Your tasks:
[a] In the type attribute message, which HTTP version does the writer assume all servers will support by the time XHTML2 starts to be implemented?
[b] Copy the type attribute message starting at "Please point out" and ending at "might not be.", but switch "reasonable" to "sensible".
[c] Pick up the type attribute message after its last sentence and keep writing.

Extract:

Re: Type Attribute from Ernest Cline on 2003-11-17 (www-html@w3.org from November 2003)

From: Ernest Cline <ernestcline@mindspring.com>
Date: Sun, 16 Nov 2003 23:48:26 -0500
To: "Lachlan Hunt" <lhunt07@postoffice.csu.edu.au>, "W3C HTML List" <www-html@w3.org>
Message-ID: <410-220031111744826109@mindspring.com>
I've taken the time to make a thorough look at the type attribute.
I've reached somewhat different and considerably more detailed
conclusions than what I had before, which I explain in detail below.
These conclusions are:

1) The type attribute is not needed for resources retrieved using
   HTTP or other protocols that provide a mechanism to indicate
   the MIME type(s) of the resource.
2) For those protocols for which a type attribute is needed,
   a single valued type attribute containing but a single MIME type
   is sufficient. Thus in the interest of simplicity and consistency,
   the type attribute should keep its HTML4 format of a single type.
3) The type attribute when present should be used  to determine
   if the resource will be retrieved by the user agent.
4) XHTML2 should define what happens if a retrieved resource
   does not match the type attributed to it via the type attribute
   or other method.  At a minimum, a user agent must be able to
   provide an error message to the user and to present what
   would be presented, had the resource not been retrieved.
  Additional options as to what to do might be offered to the
  user if they so choose.

Please point out any place in my reasoning that is faulty.
I have made some assumptions, such as that by the time
XHTML2 actually starts to be implemented, that it can be
assumed that HTTP servers will all support HTTP 1.1,
that while they seem reasonable to me, might not be.

> [Original Message]
> From: Lachlan Hunt <lhunt07@postoffice.csu.edu.au>
>
>   Oskar Welzl wrote:
>
> >you see, the main difference between a descriptive HTML 4-@type
> >and the advisory/prescriptive @type in the XHTML 2.0 draft shows
> >when you consider 
> >
> ><span src="img.gif" type="image/png">hey?! what is it now??</span>
> >
> >let us assume the image is image/gif, not image/png. the author
> >simply made a mistake.
> 
>   I think this is the author's problem, not a problem with XHTML.  
> Author's need to take more care any way when writing XHTML 2.0,
> since its rules (particularly structure rules) are more strict
> than HTML was.  We definitely want to stay as far away from those 
> tag-soup-browser's style of parsing, and rendering, of HTML as
> much as possible.  So the above example should not be too much,
> if any, concern for XHTML 2.0.

Let me start off by taking a look at what would happen if type were
advisory and if it were prescriptive by asking some questions and
providing my answers to them.

* Why should we want an advisory type attribute?
To provide a way for the UA to offer a choice to the user of formats.
* Can this be achieved by other means?
An HTTP 1.1 OPTIONS done on the URL "image.gif" could work, but that
assumes that the URL uses the http: or https: protocols.  Some
protocols provide no way of gaining information about the resource
other than loading the resource and inspecting it.  However, any
protocol that offers multiple versions of a resource that are
referred to by the same URL should provide such information.

Dataset entries:
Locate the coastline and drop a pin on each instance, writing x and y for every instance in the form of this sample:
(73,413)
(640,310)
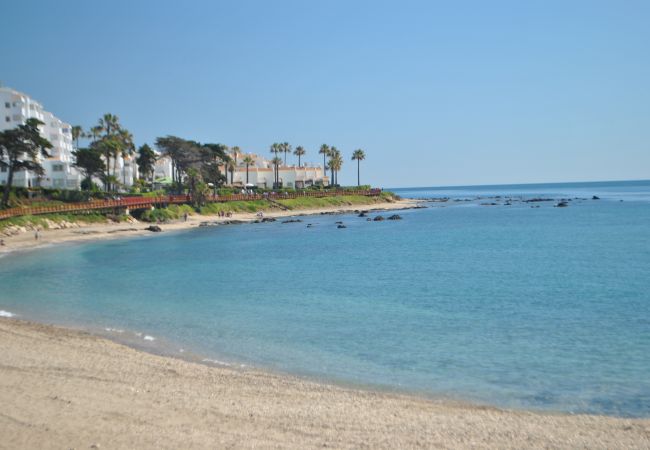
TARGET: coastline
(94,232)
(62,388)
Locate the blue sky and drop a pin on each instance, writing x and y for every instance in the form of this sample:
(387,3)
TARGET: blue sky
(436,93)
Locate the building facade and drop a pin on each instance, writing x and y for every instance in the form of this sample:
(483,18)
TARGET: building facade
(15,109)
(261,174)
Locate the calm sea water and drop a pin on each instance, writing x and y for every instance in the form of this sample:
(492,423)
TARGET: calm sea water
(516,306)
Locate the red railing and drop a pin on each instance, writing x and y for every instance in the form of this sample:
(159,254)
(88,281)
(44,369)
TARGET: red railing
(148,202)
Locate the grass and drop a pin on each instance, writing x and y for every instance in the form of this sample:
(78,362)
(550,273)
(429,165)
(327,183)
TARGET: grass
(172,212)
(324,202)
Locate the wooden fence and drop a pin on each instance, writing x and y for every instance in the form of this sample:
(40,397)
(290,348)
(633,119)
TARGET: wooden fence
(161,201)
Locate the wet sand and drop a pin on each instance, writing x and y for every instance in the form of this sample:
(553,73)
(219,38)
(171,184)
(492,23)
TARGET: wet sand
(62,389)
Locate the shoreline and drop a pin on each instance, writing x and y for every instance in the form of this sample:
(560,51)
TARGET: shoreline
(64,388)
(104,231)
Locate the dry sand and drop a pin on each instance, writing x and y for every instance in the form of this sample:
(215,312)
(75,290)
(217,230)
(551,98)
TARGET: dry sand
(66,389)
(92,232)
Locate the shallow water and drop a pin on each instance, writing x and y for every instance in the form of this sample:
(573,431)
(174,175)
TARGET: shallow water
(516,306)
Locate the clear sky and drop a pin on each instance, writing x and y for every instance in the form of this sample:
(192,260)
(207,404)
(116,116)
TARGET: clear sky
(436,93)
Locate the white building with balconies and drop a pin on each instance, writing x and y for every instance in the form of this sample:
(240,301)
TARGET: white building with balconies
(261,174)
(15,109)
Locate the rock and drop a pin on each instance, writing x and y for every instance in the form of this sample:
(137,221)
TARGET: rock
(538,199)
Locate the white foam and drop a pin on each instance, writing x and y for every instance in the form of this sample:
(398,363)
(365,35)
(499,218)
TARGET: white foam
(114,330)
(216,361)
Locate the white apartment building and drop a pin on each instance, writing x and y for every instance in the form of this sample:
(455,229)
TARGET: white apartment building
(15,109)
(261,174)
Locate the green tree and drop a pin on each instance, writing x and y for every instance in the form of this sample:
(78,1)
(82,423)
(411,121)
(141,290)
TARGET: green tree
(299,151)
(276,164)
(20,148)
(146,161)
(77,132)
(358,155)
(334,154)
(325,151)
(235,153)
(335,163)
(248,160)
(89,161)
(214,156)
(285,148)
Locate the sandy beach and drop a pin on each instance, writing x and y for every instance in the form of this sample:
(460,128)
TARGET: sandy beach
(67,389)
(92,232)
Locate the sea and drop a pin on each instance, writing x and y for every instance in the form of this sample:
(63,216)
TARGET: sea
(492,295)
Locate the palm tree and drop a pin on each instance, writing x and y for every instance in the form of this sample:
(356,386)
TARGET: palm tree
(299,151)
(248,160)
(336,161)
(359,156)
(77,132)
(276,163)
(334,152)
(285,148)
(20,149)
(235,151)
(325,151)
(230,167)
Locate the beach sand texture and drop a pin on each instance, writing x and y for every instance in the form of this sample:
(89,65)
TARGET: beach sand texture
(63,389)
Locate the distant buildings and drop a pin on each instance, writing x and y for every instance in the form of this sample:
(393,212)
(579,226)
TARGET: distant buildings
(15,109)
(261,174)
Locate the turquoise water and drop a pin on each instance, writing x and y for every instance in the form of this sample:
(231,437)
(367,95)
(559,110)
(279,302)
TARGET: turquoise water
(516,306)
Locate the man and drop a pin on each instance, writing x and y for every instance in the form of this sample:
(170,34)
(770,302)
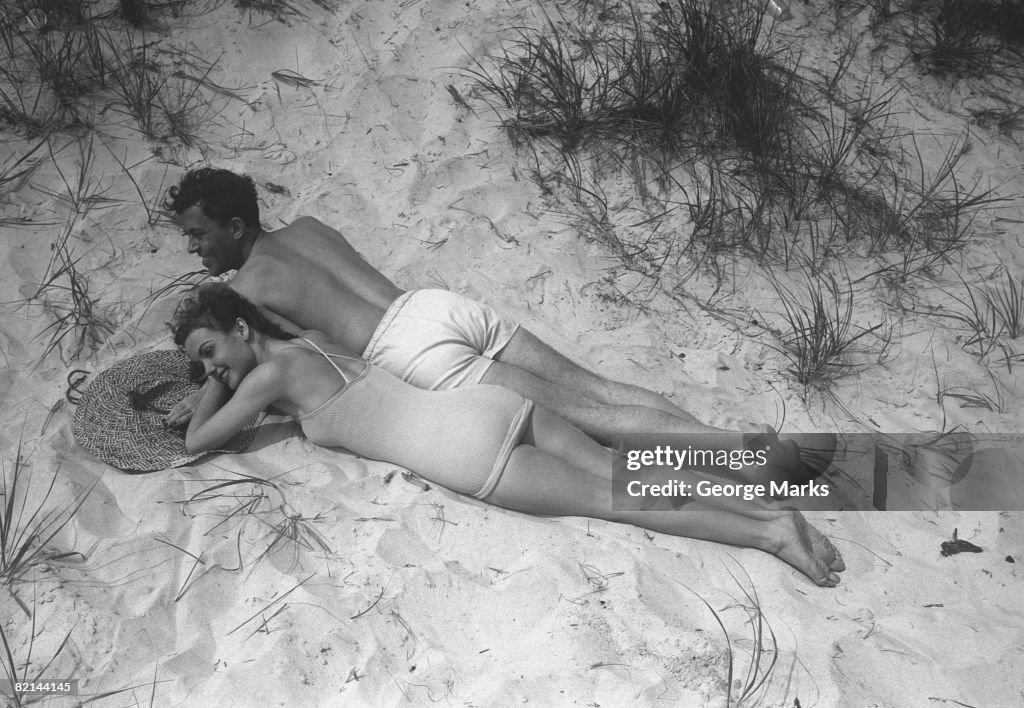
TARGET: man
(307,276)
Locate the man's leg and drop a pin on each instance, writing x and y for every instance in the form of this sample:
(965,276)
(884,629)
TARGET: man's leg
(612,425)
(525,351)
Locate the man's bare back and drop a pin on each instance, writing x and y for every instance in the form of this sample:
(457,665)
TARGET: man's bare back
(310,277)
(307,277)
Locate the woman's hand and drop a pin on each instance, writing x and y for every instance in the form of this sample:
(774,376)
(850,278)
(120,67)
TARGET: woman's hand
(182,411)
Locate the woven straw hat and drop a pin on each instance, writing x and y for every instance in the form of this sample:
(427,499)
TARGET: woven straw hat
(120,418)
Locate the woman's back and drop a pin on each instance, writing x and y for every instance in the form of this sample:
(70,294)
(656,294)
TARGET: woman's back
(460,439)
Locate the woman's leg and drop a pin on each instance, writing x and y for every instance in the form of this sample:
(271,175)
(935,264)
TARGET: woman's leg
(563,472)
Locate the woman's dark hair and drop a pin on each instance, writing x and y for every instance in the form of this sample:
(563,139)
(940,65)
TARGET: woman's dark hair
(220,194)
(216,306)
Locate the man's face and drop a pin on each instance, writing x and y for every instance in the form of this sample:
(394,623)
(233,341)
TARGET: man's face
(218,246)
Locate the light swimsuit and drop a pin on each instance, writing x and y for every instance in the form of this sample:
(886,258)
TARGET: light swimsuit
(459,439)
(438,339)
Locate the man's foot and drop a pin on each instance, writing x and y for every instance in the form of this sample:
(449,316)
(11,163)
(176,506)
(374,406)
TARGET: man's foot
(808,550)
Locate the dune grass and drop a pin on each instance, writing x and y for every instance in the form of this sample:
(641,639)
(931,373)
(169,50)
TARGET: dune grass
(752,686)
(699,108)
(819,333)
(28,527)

* * *

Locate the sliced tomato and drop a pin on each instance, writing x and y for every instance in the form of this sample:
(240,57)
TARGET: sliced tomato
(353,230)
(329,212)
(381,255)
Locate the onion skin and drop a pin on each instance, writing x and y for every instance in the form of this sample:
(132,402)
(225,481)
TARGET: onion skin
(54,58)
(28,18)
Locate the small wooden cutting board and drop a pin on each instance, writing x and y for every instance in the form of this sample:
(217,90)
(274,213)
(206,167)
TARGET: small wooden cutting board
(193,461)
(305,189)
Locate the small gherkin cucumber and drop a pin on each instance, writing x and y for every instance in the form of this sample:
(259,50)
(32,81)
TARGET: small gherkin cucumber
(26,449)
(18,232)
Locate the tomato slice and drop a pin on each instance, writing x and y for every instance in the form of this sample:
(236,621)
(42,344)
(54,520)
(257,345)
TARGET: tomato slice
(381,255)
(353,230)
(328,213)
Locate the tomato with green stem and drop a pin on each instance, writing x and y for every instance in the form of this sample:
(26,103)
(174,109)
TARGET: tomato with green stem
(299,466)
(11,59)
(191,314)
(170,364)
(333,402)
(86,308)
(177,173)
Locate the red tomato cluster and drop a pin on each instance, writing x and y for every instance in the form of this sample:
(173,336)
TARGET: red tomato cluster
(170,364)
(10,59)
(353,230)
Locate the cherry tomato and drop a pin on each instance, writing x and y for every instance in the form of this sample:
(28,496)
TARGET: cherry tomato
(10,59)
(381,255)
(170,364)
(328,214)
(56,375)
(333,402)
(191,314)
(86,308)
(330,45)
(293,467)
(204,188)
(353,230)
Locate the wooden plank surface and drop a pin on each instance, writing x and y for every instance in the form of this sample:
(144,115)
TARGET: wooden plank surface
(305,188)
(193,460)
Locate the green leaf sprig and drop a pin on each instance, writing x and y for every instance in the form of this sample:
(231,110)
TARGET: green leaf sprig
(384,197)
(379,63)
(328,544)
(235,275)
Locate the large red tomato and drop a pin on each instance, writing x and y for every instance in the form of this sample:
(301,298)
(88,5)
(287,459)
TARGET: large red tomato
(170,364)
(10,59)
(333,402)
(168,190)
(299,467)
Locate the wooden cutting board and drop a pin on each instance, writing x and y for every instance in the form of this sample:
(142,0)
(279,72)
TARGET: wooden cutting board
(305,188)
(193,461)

==

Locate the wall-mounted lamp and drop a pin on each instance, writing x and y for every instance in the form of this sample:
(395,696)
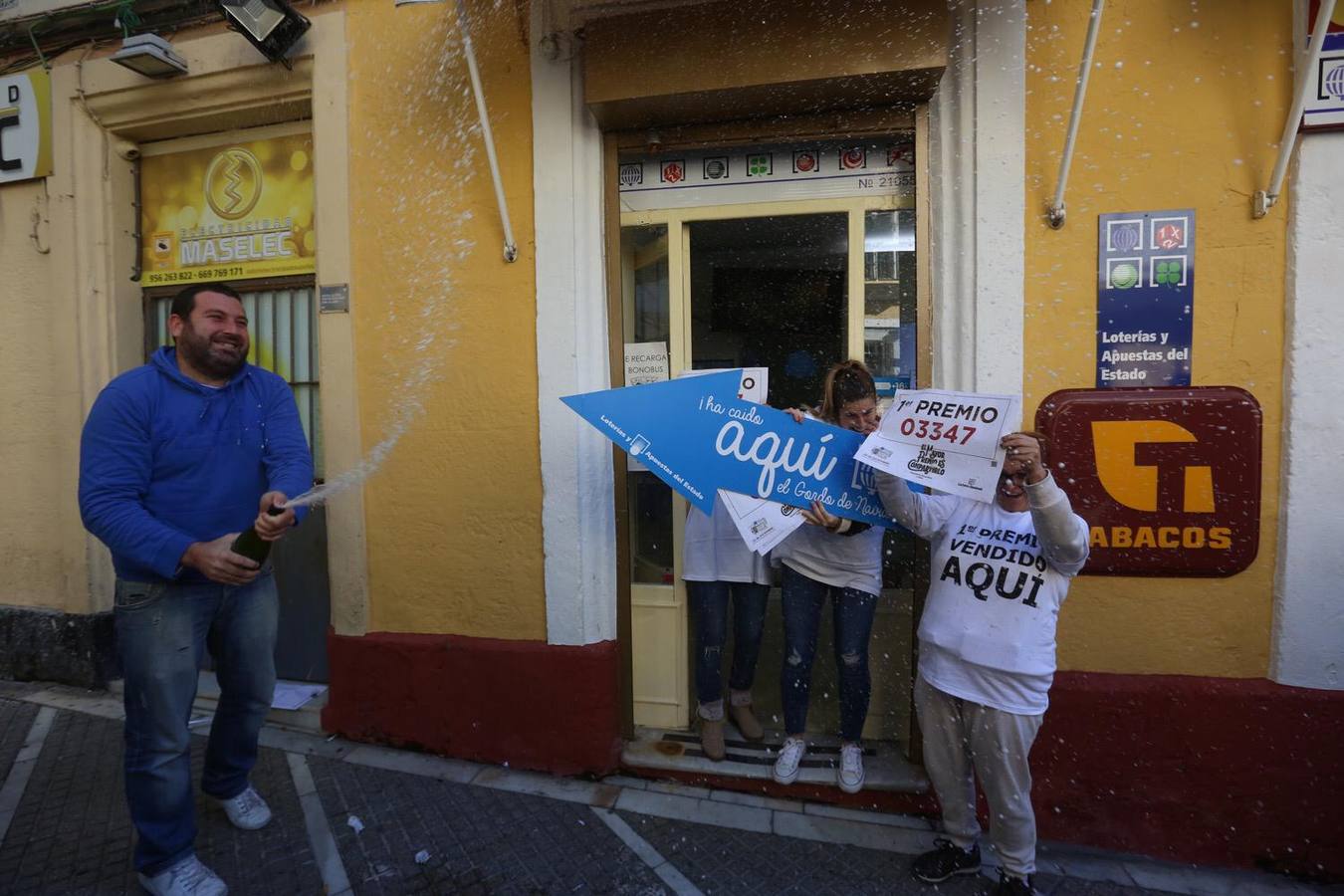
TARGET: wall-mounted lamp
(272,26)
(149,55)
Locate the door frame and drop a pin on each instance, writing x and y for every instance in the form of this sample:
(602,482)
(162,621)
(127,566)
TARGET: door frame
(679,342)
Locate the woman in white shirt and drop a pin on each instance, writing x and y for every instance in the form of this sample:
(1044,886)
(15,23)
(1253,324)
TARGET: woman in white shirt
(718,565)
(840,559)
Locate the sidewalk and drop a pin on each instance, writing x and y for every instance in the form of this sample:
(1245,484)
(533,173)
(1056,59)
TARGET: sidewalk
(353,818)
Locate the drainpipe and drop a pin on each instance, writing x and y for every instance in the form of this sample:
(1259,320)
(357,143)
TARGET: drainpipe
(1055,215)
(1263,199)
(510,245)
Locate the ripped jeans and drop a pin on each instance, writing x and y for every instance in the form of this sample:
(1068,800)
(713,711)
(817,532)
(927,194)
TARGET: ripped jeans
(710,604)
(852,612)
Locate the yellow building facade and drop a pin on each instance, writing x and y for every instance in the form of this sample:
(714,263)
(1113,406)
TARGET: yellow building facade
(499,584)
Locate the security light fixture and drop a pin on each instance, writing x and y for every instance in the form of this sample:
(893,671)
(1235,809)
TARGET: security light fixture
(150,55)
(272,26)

Solved tasks:
[a] HTTP 1.1

[b]
Please point out any place in my reasoning that is faulty.
I have made some assumptions, such as that by the time
XHTML2 actually starts to be implemented, that it can be
assumed that HTTP servers will all support HTTP 1.1,
that while they seem sensible to me, might not be.

[c]
* Why should we want a prescriptive type attribute?
To enable the UA to load the resource only if it is capable of
handling the resource or to load a only a specific resource type.
* Can this be achieved by other means?
In HTTP limiting the resource to what the UA is acceptable can be done
by using the Accept-header.  In other protocols this usually requires
determining the type by either making a suffix to MIME type
correlation and/or by inspecting the resource's content.  If a
specific format is considered essential, that argues that the resource
should have a URL specific to that format, perhaps in addition to
a generic URL that handles any format.

HTTP Summary:  As far as HTTP is concerned, any conceivable use of the
type attribute can be achieved without resorting to the use of the type
attribute.  Therefore, the real benefit of the type attribute is for
use with other protocols, and any usage of the type attribute for HTTP
should be considered secondary and designed to meet the needs of
resource retrieval via non-HTTP protocols.

* What usage of the type attribute is the most useful for non-HTTP URLs?

First, are there any other protocols in use that allow as does HTTP,
for multiple versions of the same resource to use the same URL?  I am not
aware of any, but that is not the same as there being none.  However,
I think that it is safe to assume that these other protocols, if any,
must have some mechanism for selecting a specific version and for letting
the user agent know which versions are available.  Thus, just like HTTP,
the use of a type attribute is redundant with such a protocol and
therefore the type attribute should be chosen to support determining MIME
type info for protocols that provide no mechanism to determine this.

Only a restricted use case is left to consider: retrieval of a resource
via a protocol that provides but a single version of the resource per URL,
but no information on the type of the resource.

For any such protocol, a single MIME type is sufficient.  Multivalued
type attributes are redundant.  Not only that but consider this:

<span type="text/x-format1,text/x-format2" src="example.txt">
</span>

Suppose that example.txt meets the requirements to fit either MIME type
and that the user agent has different methods of presenting both types.
Which is to be preferred, assuming that the protocol in use provides
no information about the file type?
* q-values are specific to HTTP and thus not suitable for generic use.
* Preferring the type whose valid forms are a subset of the other only
  makes sense if one type is indeed a subset of the other.
* Position can already be handled via:

<span type="text/x-format1" src="example.txt">
 <span type="text/x-format2" src="example.txt">
 </span>
</span>

While the brevity of the first form is desirable, how often is such
a case really going to occur?  As I have already pointed out, the
type attribute is unnecessary for HTTP or similar protocols that
allow for multiple versions of the same resource to be referred to
by the same URL.  Rarely can a resource with a type other than text/*
be used for multiple MIME types.  

The question that remains is what role should a type attribute serve?

Well obviously the user agent should use the type to determine whether
to attempt to access the resource.  If it doesn't, then what point
in having a type attribute?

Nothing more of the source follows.